Excerpted records:
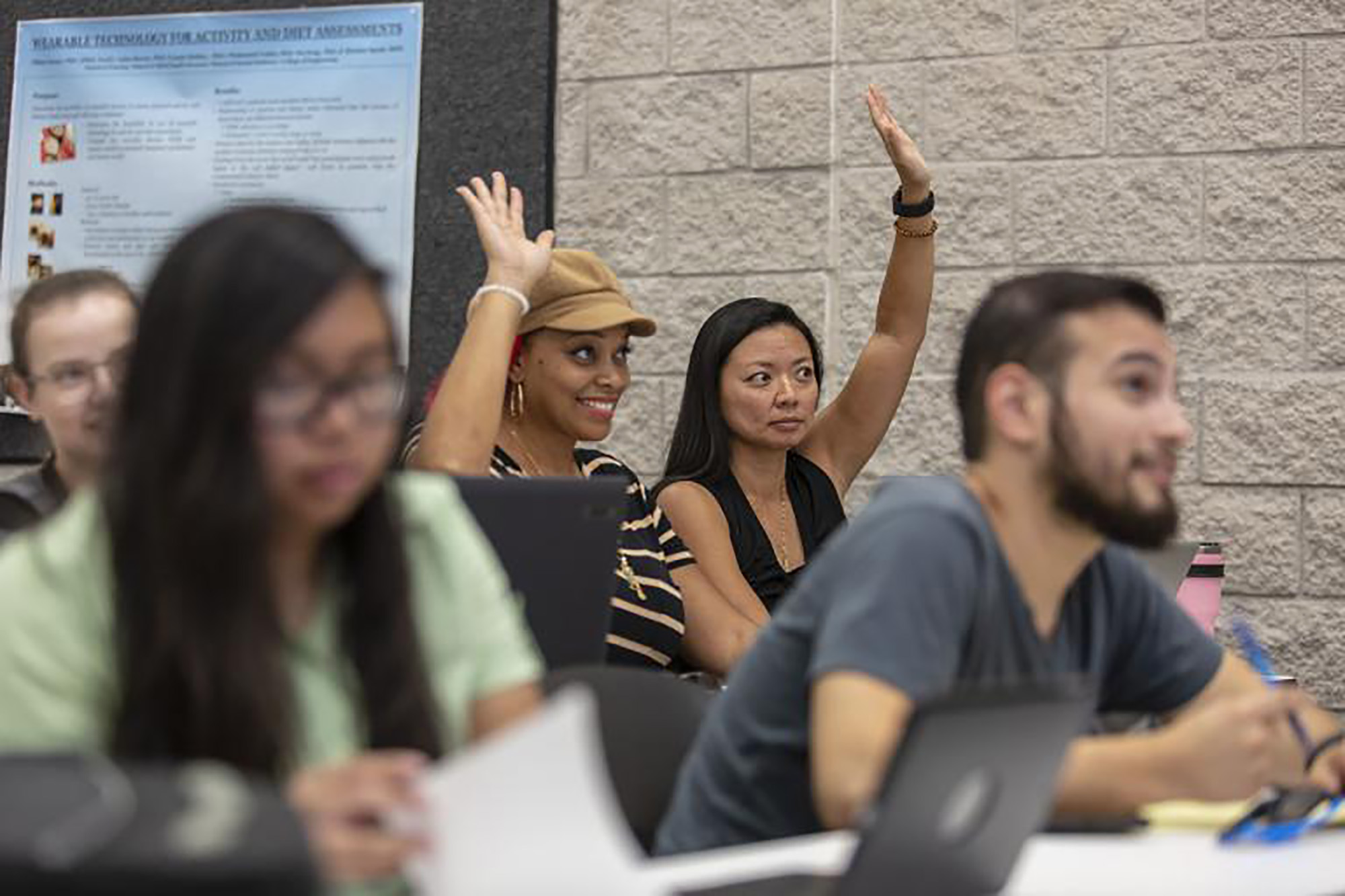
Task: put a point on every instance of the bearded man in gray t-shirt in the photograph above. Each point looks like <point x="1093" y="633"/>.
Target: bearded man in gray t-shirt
<point x="1067" y="389"/>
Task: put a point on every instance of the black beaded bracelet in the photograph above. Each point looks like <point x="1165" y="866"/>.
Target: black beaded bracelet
<point x="1324" y="745"/>
<point x="914" y="210"/>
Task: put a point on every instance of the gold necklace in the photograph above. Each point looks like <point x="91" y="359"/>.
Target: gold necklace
<point x="782" y="551"/>
<point x="528" y="455"/>
<point x="629" y="575"/>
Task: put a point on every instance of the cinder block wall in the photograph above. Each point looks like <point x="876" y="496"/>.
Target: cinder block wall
<point x="714" y="150"/>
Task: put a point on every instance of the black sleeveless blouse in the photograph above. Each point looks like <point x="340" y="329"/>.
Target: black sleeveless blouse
<point x="817" y="507"/>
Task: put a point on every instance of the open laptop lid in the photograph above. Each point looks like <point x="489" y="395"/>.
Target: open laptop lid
<point x="556" y="538"/>
<point x="1169" y="564"/>
<point x="974" y="776"/>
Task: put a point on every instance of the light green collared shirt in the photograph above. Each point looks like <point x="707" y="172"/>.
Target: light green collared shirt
<point x="57" y="654"/>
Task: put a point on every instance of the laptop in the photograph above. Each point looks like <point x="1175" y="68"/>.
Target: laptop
<point x="974" y="776"/>
<point x="556" y="538"/>
<point x="1169" y="564"/>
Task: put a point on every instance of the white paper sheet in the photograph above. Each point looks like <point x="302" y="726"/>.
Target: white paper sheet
<point x="532" y="811"/>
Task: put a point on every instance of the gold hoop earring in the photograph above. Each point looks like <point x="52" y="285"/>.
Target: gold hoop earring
<point x="516" y="400"/>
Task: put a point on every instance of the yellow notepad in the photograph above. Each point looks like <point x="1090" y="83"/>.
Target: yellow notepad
<point x="1186" y="814"/>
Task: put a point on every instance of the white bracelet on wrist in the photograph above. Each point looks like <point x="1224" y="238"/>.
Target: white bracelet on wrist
<point x="524" y="306"/>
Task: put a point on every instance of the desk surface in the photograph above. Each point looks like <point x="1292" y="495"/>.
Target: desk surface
<point x="1067" y="865"/>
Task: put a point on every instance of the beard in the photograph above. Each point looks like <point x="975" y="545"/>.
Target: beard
<point x="1081" y="499"/>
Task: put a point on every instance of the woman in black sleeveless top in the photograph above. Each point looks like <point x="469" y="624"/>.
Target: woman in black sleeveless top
<point x="755" y="471"/>
<point x="817" y="509"/>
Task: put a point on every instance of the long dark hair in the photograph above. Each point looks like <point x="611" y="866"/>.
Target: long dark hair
<point x="201" y="646"/>
<point x="700" y="447"/>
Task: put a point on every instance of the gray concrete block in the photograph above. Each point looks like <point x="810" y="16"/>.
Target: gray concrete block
<point x="863" y="490"/>
<point x="1304" y="637"/>
<point x="857" y="142"/>
<point x="882" y="30"/>
<point x="1324" y="542"/>
<point x="681" y="306"/>
<point x="744" y="222"/>
<point x="926" y="438"/>
<point x="711" y="36"/>
<point x="1208" y="99"/>
<point x="1109" y="212"/>
<point x="640" y="438"/>
<point x="1070" y="25"/>
<point x="666" y="126"/>
<point x="1324" y="85"/>
<point x="792" y="119"/>
<point x="1327" y="317"/>
<point x="956" y="295"/>
<point x="1235" y="319"/>
<point x="1270" y="208"/>
<point x="1258" y="529"/>
<point x="1274" y="430"/>
<point x="571" y="130"/>
<point x="974" y="216"/>
<point x="1265" y="18"/>
<point x="623" y="221"/>
<point x="610" y="38"/>
<point x="1015" y="107"/>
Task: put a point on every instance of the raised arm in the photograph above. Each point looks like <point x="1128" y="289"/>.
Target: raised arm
<point x="849" y="430"/>
<point x="465" y="417"/>
<point x="699" y="520"/>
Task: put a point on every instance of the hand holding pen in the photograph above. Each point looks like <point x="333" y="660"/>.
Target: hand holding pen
<point x="1332" y="774"/>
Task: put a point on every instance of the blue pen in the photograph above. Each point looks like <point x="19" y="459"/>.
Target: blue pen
<point x="1261" y="662"/>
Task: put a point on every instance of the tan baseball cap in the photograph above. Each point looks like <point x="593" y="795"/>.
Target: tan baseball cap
<point x="580" y="294"/>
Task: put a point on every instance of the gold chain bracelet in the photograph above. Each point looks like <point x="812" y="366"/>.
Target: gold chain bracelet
<point x="917" y="235"/>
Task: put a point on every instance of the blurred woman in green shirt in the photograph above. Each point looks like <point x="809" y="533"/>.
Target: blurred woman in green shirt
<point x="247" y="585"/>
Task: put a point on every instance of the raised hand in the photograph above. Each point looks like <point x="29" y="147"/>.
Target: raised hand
<point x="512" y="259"/>
<point x="1235" y="745"/>
<point x="903" y="151"/>
<point x="345" y="806"/>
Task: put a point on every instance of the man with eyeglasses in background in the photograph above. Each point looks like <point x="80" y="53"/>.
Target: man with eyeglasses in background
<point x="69" y="341"/>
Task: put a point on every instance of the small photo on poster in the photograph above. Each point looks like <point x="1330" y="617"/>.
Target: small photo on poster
<point x="44" y="235"/>
<point x="59" y="143"/>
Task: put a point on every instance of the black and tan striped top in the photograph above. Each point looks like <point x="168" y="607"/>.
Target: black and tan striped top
<point x="648" y="622"/>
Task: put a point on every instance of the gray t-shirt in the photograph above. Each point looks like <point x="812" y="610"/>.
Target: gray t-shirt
<point x="918" y="594"/>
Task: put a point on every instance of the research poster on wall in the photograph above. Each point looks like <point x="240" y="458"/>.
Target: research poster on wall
<point x="126" y="131"/>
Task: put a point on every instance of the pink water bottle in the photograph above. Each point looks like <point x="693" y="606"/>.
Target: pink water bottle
<point x="1200" y="592"/>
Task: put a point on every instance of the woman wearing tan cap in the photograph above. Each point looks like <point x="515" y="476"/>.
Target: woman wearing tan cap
<point x="541" y="368"/>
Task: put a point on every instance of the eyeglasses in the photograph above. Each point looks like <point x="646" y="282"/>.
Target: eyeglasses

Exercise task:
Reproduce all of the lines above verbatim, omitting the pictures.

Answer to this exercise:
Task: put a point on every instance of the bearded man in gray t-shirt in the photograph above. Each point looks like <point x="1093" y="633"/>.
Target: bearded man in gray t-shirt
<point x="1067" y="389"/>
Task: put a point on every instance of the black beaded bracelet in the photograph above. Each point looks like <point x="1165" y="866"/>.
Target: black beaded bracelet
<point x="1324" y="745"/>
<point x="914" y="210"/>
Task: put a point on every instance of the gold necklace in the photograph above. Each point looks like <point x="91" y="359"/>.
Target: gold necklace
<point x="782" y="551"/>
<point x="528" y="455"/>
<point x="629" y="575"/>
Task: put a point on every instance of the cinder block wall in the photograph above. Each point looks like <point x="876" y="496"/>.
Target: cinder block wall
<point x="714" y="150"/>
Task: put a point on every instance of the black sleeveless blouse in the photograph above. Each point looks like <point x="340" y="329"/>.
Target: black sleeveless blouse
<point x="817" y="507"/>
Task: put a point on every instance of the open laptop lid in the photograph above. Each point looks like <point x="489" y="395"/>.
Target: open laptop lid
<point x="556" y="538"/>
<point x="1169" y="564"/>
<point x="974" y="776"/>
Task: put a point on every instance of the light green collared shirt in the photograph above. Each point looks like <point x="707" y="172"/>.
Target: light green collared shirt
<point x="57" y="654"/>
Task: put a point on every instance of the laptop in the photograph above. Each point looks like <point x="1175" y="68"/>.
Target: laptop
<point x="974" y="776"/>
<point x="556" y="538"/>
<point x="1169" y="564"/>
Task: put a point on every instance of the white paper sheet in the photograph above. Each point looks like <point x="302" y="726"/>.
Target: white paper sheet
<point x="532" y="811"/>
Task: put a point on every instance of the gold hoop earring in the photograph above. Each point looks like <point x="52" y="285"/>.
Target: gold hoop earring
<point x="516" y="400"/>
Task: put a point on every instance of the yellow notepad in the photograph above. Each point looks like <point x="1090" y="83"/>.
Target: yellow notepad
<point x="1186" y="814"/>
Task: put a point on every instance of the white bracelet on wrist in the photograph above. Each point looks like <point x="1224" y="238"/>.
Target: white bracelet on wrist
<point x="524" y="306"/>
Task: put a point on every instance of the desk surface in the photograph above. Each point looks like <point x="1292" y="495"/>.
Target: desk surface
<point x="1067" y="865"/>
Task: put a point on every instance of the beard in the photograph above. Each point looks like <point x="975" y="545"/>.
Target: beard
<point x="1081" y="499"/>
Task: put a point on every instance of the woman in black sleeveless top in the photograph above. Each point looks like <point x="469" y="624"/>.
Target: woman in black sleeveless top
<point x="755" y="471"/>
<point x="817" y="509"/>
Task: put a point on every instance of the long dark hair in the photograph above. Each point looks like <point x="611" y="866"/>.
Target: long dark hair
<point x="201" y="646"/>
<point x="700" y="447"/>
Task: put a point on every instance of the gray concrete block in the photograph above. Each point looks like <point x="810" y="16"/>.
Target: gray concrete block
<point x="863" y="490"/>
<point x="1304" y="637"/>
<point x="857" y="142"/>
<point x="882" y="30"/>
<point x="1324" y="542"/>
<point x="681" y="306"/>
<point x="744" y="222"/>
<point x="926" y="438"/>
<point x="711" y="36"/>
<point x="1208" y="99"/>
<point x="1109" y="212"/>
<point x="640" y="438"/>
<point x="1070" y="25"/>
<point x="666" y="126"/>
<point x="1324" y="85"/>
<point x="792" y="119"/>
<point x="1327" y="317"/>
<point x="956" y="295"/>
<point x="1235" y="319"/>
<point x="1270" y="208"/>
<point x="1258" y="529"/>
<point x="1274" y="430"/>
<point x="571" y="130"/>
<point x="974" y="216"/>
<point x="1265" y="18"/>
<point x="623" y="221"/>
<point x="610" y="38"/>
<point x="1015" y="107"/>
Task: put a point on every instance of the raised arm in the photograph above. Each point looks like <point x="1128" y="289"/>.
Target: raised arm
<point x="849" y="430"/>
<point x="465" y="417"/>
<point x="699" y="520"/>
Task: put a point on every instance of the hand holding pen in the photograph above. Each point looks like <point x="333" y="660"/>.
Target: hand holding pen
<point x="1332" y="774"/>
Task: put a point on every instance of the blue pen in the photograph above. Each point looks like <point x="19" y="459"/>.
Target: blue pen
<point x="1261" y="662"/>
Task: put a point on every instance of the tan baseball cap in the photograph above. Each point looks like <point x="593" y="795"/>.
Target: tan baseball cap
<point x="580" y="294"/>
Task: put a point on every instance of the gold chain bracelet in the photograph above. Each point looks like <point x="812" y="366"/>.
Target: gold chain bracelet
<point x="917" y="235"/>
Task: put a point on every instance of the blurred woman in green shirt in the photograph above. Each point looks like <point x="809" y="533"/>.
Target: blurred woman in green shirt
<point x="247" y="585"/>
Task: put a point on every instance of the raised hand in the photograph above. Each point looks like <point x="29" y="147"/>.
Target: raised hand
<point x="512" y="259"/>
<point x="1235" y="745"/>
<point x="903" y="151"/>
<point x="345" y="806"/>
Task: put a point on every instance of the man with eyeglasses in background in the photograph above. Each point looks like <point x="80" y="53"/>.
Target: man with eyeglasses in background
<point x="69" y="341"/>
Task: put a point on every instance of the small photo on poster in the photograph above. Each point looks like <point x="1330" y="617"/>.
Target: small photo on poster
<point x="44" y="235"/>
<point x="59" y="143"/>
Task: put a point on every instance of the black and tan striped top in the photograph above. Each point looks like <point x="168" y="607"/>.
Target: black and tan striped top
<point x="648" y="622"/>
Task: put a point on every instance of the gray t-shirt in the photograph above. Each point looks like <point x="812" y="610"/>.
Target: gray t-shirt
<point x="918" y="594"/>
Task: put a point on every instance of the research poster on wall in the photograph above. Each point looks like <point x="240" y="458"/>.
Target: research poster on wall
<point x="126" y="131"/>
Task: put a point on every instance of the pink water bottle in the photograph above. Each point looks like <point x="693" y="606"/>.
Target: pink water bottle
<point x="1200" y="592"/>
Task: put a point on every instance of the woman wearing tan cap in the photograph above. Each point looks like <point x="515" y="476"/>.
Target: woman wearing tan cap
<point x="541" y="368"/>
Task: put a point on every instance of the eyeglasses in the photograph above. Each point looks like <point x="646" y="282"/>.
Target: eyeglasses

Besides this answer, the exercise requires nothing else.